- **To be done**: Reproduce each record below exactly as written.

- **Provided data**:
** START **
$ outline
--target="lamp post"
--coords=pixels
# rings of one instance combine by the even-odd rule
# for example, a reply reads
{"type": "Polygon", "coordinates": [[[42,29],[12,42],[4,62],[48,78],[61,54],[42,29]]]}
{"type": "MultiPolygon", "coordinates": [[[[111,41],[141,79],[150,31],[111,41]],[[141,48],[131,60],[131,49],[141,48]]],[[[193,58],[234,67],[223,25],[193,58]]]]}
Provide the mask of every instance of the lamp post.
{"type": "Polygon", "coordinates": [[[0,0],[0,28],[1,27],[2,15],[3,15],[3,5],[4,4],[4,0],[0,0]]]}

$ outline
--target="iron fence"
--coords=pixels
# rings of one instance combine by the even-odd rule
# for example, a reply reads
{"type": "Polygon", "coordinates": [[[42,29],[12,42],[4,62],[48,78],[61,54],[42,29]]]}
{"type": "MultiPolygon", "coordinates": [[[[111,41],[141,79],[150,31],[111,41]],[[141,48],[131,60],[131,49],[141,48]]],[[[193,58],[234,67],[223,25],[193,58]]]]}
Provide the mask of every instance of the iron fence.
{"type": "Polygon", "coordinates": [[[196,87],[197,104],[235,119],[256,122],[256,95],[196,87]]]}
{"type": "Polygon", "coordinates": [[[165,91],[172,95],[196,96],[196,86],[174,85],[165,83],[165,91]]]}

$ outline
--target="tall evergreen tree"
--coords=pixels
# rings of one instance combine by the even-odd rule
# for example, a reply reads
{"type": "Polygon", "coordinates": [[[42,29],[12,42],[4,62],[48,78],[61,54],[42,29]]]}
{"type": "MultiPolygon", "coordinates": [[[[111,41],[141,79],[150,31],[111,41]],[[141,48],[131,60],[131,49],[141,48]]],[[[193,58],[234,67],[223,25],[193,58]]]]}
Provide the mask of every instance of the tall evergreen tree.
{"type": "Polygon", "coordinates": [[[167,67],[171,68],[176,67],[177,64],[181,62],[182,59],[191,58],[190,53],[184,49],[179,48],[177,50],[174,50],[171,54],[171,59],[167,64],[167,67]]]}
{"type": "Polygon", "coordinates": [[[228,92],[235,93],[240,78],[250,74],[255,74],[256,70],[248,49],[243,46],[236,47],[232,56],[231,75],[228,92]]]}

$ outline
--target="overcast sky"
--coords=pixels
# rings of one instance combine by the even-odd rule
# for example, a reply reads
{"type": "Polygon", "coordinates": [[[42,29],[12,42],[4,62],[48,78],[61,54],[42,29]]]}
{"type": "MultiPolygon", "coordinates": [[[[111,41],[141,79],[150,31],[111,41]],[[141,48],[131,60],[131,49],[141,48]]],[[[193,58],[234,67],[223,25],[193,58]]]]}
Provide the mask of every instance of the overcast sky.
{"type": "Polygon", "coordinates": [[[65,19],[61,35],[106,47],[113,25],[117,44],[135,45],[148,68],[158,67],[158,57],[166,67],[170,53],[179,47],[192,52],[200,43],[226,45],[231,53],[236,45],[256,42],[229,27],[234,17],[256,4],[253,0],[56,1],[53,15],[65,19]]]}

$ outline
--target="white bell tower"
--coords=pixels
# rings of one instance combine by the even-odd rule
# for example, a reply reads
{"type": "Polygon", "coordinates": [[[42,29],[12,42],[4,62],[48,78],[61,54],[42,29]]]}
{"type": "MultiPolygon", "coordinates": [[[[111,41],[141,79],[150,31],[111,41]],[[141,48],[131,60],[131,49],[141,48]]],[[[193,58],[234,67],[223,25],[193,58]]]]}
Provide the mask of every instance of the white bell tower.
** END **
- **The result**:
$ outline
--target="lamp post"
--coords=pixels
# rings of one instance combine by the even-odd rule
# for example, a reply reads
{"type": "Polygon", "coordinates": [[[42,29],[12,42],[4,62],[48,78],[61,54],[42,29]]]}
{"type": "MultiPolygon", "coordinates": [[[[111,41],[141,79],[150,31],[111,41]],[[141,48],[131,60],[131,49],[141,48]]],[[[193,58],[234,67],[223,25],[193,58]]]]}
Provide the mask of every instance of the lamp post.
{"type": "Polygon", "coordinates": [[[0,0],[0,28],[1,27],[2,15],[3,15],[3,5],[4,4],[4,0],[0,0]]]}

$ outline
--target="iron fence"
--coords=pixels
# rings of one instance combine by the even-odd rule
# for example, a reply reads
{"type": "Polygon", "coordinates": [[[42,29],[12,42],[4,62],[48,78],[61,54],[42,29]]]}
{"type": "MultiPolygon", "coordinates": [[[[111,41],[141,79],[150,31],[111,41]],[[141,48],[131,60],[131,49],[141,48]]],[[[193,58],[234,67],[223,25],[193,58]]]]}
Provide the mask of every instance of the iron fence.
{"type": "Polygon", "coordinates": [[[196,87],[197,104],[235,119],[256,122],[256,95],[196,87]]]}
{"type": "Polygon", "coordinates": [[[165,91],[172,95],[196,96],[196,86],[174,85],[165,83],[165,91]]]}

$ outline
--target="tall evergreen tree"
--coords=pixels
# rings of one instance combine by the even-odd rule
# for example, a reply reads
{"type": "Polygon", "coordinates": [[[42,29],[12,42],[4,62],[48,78],[61,54],[42,29]]]}
{"type": "MultiPolygon", "coordinates": [[[[111,41],[141,79],[150,31],[111,41]],[[141,48],[131,60],[131,49],[141,48]]],[[[193,58],[234,67],[223,25],[193,58]]]]}
Provide the mask of every instance of the tall evergreen tree.
{"type": "Polygon", "coordinates": [[[167,67],[171,68],[176,67],[177,64],[181,62],[182,59],[191,58],[190,53],[184,49],[179,48],[177,50],[174,50],[171,54],[171,59],[167,64],[167,67]]]}
{"type": "Polygon", "coordinates": [[[228,92],[235,93],[240,78],[250,74],[255,74],[256,70],[248,49],[243,46],[236,47],[232,56],[231,75],[228,92]]]}

$ outline
--target="overcast sky"
--coords=pixels
# rings of one instance combine by the even-odd rule
# for example, a reply reads
{"type": "Polygon", "coordinates": [[[42,29],[12,42],[4,62],[48,78],[61,54],[42,29]]]}
{"type": "MultiPolygon", "coordinates": [[[[111,41],[141,79],[150,31],[111,41]],[[141,48],[131,60],[131,49],[141,48]]],[[[193,58],[234,67],[223,25],[193,58]]]]}
Provide the mask of every instance of the overcast sky.
{"type": "Polygon", "coordinates": [[[65,19],[61,35],[106,47],[113,25],[117,44],[135,45],[148,68],[158,67],[158,57],[166,67],[170,53],[179,47],[192,52],[200,43],[226,45],[231,53],[236,45],[256,42],[229,27],[234,17],[256,4],[253,0],[56,1],[53,15],[65,19]]]}

$ outline
--target="white bell tower"
--coords=pixels
# rings of one instance combine by the even-odd rule
# for example, a reply reads
{"type": "Polygon", "coordinates": [[[42,29],[12,42],[4,62],[48,78],[61,54],[42,29]]]}
{"type": "MultiPolygon", "coordinates": [[[[111,41],[141,79],[150,31],[111,41]],[[141,48],[131,60],[131,49],[141,48]]],[[[193,58],[234,67],[223,25],[193,58]]]]}
Provide the mask of every instance of the white bell tower.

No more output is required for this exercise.